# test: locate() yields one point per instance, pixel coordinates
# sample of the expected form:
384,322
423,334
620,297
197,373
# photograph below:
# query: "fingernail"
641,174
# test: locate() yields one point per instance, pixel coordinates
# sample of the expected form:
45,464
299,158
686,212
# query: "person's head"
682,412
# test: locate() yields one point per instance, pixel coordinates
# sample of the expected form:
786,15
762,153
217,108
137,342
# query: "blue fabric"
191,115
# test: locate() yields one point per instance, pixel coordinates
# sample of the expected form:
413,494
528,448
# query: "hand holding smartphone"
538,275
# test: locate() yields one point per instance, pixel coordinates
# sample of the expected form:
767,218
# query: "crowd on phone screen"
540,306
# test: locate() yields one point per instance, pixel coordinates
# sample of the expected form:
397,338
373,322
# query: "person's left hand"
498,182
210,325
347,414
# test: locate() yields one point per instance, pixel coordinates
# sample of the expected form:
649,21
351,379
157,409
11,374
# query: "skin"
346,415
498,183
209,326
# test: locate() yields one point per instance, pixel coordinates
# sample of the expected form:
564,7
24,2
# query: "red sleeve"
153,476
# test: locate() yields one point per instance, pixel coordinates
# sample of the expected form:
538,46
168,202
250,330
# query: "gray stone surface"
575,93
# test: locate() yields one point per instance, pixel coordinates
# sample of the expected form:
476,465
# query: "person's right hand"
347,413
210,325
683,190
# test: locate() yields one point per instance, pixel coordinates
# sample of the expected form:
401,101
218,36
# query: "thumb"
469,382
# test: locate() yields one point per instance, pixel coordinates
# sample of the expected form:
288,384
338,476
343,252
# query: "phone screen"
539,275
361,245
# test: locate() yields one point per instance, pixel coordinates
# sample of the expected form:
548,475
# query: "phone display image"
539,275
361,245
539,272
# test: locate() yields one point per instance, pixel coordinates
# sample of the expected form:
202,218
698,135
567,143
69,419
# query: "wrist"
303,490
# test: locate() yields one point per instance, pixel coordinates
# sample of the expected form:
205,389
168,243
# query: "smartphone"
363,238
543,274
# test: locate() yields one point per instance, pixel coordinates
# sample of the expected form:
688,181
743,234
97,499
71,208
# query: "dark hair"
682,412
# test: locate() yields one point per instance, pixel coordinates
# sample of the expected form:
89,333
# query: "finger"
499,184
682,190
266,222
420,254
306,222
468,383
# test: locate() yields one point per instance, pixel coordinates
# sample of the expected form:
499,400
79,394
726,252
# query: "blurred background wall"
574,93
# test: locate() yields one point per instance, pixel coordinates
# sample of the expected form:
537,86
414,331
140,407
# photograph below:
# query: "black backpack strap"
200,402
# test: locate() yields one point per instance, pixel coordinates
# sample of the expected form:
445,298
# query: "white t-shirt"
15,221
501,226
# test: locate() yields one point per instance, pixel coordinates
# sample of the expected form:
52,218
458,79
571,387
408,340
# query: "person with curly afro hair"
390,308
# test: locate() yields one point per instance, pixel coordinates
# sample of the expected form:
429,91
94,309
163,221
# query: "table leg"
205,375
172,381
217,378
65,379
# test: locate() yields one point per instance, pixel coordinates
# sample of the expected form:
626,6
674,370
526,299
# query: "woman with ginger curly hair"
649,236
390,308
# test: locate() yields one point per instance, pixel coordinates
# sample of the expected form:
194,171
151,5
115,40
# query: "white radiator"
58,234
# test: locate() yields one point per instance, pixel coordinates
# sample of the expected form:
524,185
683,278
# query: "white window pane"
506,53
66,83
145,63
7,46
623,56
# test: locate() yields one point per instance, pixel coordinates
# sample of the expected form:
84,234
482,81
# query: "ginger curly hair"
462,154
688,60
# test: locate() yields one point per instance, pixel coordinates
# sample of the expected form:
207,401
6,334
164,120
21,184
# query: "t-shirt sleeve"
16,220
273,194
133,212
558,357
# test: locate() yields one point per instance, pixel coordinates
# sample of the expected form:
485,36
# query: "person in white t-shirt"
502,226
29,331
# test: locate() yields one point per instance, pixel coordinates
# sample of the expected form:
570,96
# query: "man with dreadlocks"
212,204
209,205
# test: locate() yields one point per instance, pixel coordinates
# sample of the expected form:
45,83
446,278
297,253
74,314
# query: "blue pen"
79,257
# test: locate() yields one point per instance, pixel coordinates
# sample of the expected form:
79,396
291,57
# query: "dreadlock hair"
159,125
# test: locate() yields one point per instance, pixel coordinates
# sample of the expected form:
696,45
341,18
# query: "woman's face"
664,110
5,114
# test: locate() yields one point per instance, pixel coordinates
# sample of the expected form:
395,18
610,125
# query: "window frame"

★ ★ ★ ★ ★ ★ ★

**Exercise objective**: Print the material exactly. Include every line.

**Response area**:
# test: locate() yields one point per instance, pixel coordinates
# sample of the expected form:
384,322
423,334
620,297
197,373
# photograph below:
# query: "fingernail"
641,174
# test: locate() yields one point per instance, pixel coordinates
# sample of the expected form:
45,464
299,158
686,212
# query: "person's head"
682,412
# test: locate() yields one point per instance, pixel coordinates
# sample of the expected form:
786,15
762,153
217,108
137,342
# query: "blue fabric"
191,115
# test: locate() yields one point per instance, pixel coordinates
# sample of the expected form:
413,494
528,448
# query: "hand holding smartphone"
538,275
# test: locate() yields one point per instance, pixel coordinates
# sample of the expected form:
767,218
# query: "crowd on phone screen"
540,306
# test: locate() yields one point per instance, pixel coordinates
# sample of the expected form:
397,338
373,322
# query: "person's left hand"
498,182
210,325
347,414
# test: locate() yields one point per instance, pixel coordinates
# sample of the expected form:
649,21
351,379
157,409
11,374
# query: "skin"
346,415
498,183
209,326
# test: locate() yields one point per instance, pixel coordinates
# sample of the expected form:
564,7
24,2
# query: "red sleeve"
153,476
# test: locate() yields one point per instance, pixel coordinates
# sample of the expected form:
538,46
168,202
250,330
# query: "gray stone surface"
575,93
# test: locate() yields one point per instance, pixel coordinates
# sample of the expected form:
476,465
# query: "person's right hand"
347,413
210,325
683,190
# test: locate() yields one point per instance, pixel coordinates
# sample of the expected form:
401,101
218,36
# query: "thumb"
469,382
# test: locate() yields one point per instance, pixel coordinates
# sample of the expected form:
288,384
338,476
343,252
# query: "phone screen"
539,275
361,245
# test: locate() yields one point per instance, pixel coordinates
# sample of the expected form:
548,475
# query: "phone display image"
539,275
361,245
539,272
# test: locate() yields one point per instance, pixel coordinates
# sample of the expected form:
202,218
698,135
567,143
69,419
# query: "wrist"
303,490
# test: locate() yields one point per instance, pixel coordinates
# sample of the expected form:
205,389
168,243
# query: "smartphone"
363,238
543,274
# test: locate() yields one point per instance, pixel coordinates
# sample of the expected form:
688,181
743,234
97,499
71,208
# query: "dark hair"
682,412
# test: locate() yields one point per instance, pixel coordinates
# sample of the expected form:
89,333
# query: "finger"
499,184
682,190
266,222
420,254
306,222
468,383
# test: locate() yields one point per instance, pixel coordinates
# sample of the expected form:
499,400
79,394
726,252
# query: "blurred background wall"
574,93
# test: locate() yields one point per instance, pixel coordinates
# sample of the expected form:
537,86
414,331
140,407
# photograph below:
# query: "black backpack strap"
200,402
# test: locate() yields one point per instance, pixel coordinates
# sample of the expected form:
445,298
# query: "white t-shirt"
15,221
501,226
# test: locate() yields one point per instance, pixel coordinates
# sample of the expected form:
52,218
458,79
571,387
408,340
# query: "person with curly afro hair"
390,308
# test: locate() yields one point per instance, pixel coordinates
# sample of the expected form:
429,91
94,309
163,221
# query: "table leg"
205,375
172,381
217,378
65,379
# test: locate() yields one point per instance, pixel coordinates
# sample of the expected form:
626,6
674,370
526,299
# query: "woman with ginger curly hair"
649,236
390,308
# test: locate() yields one point per instance, pixel coordinates
# sample of the expected form:
194,171
151,5
115,40
# query: "white radiator"
58,234
# test: locate() yields one point per instance, pixel coordinates
# sample of the expected form:
524,185
683,278
# query: "white window pane"
506,53
66,83
145,63
7,46
623,56
# test: locate() yields one point per instance, pixel coordinates
# sample of the expected form:
84,234
482,81
# query: "ginger curly hair"
462,154
688,60
# test: locate() yields one point per instance, pixel coordinates
# sample of the expected form:
207,401
6,334
164,120
21,184
# query: "t-shirt sleeve"
16,220
273,194
133,212
558,357
# test: locate() yields one point per instance, pixel coordinates
# sample of the expected form:
485,36
# query: "person in white t-shirt"
502,226
29,331
# test: locate() yields one point per instance, pixel coordinates
# sample of the expected form:
570,96
# query: "man with dreadlocks"
212,204
209,205
# test: locate() yields one point per instance, pixel coordinates
# sample of the expected form:
45,83
446,278
297,253
74,314
# query: "blue pen"
79,257
# test: locate() yields one point per instance, pixel coordinates
# sample of the expected form:
79,396
291,57
# query: "dreadlock hair"
159,125
# test: locate() yields one point per instance, pixel coordinates
# sample of the expected form:
696,45
341,18
# query: "woman's face"
664,110
5,114
# test: locate() yields one point per instance, pixel coordinates
# sample of the expected form:
395,18
610,125
# query: "window frame"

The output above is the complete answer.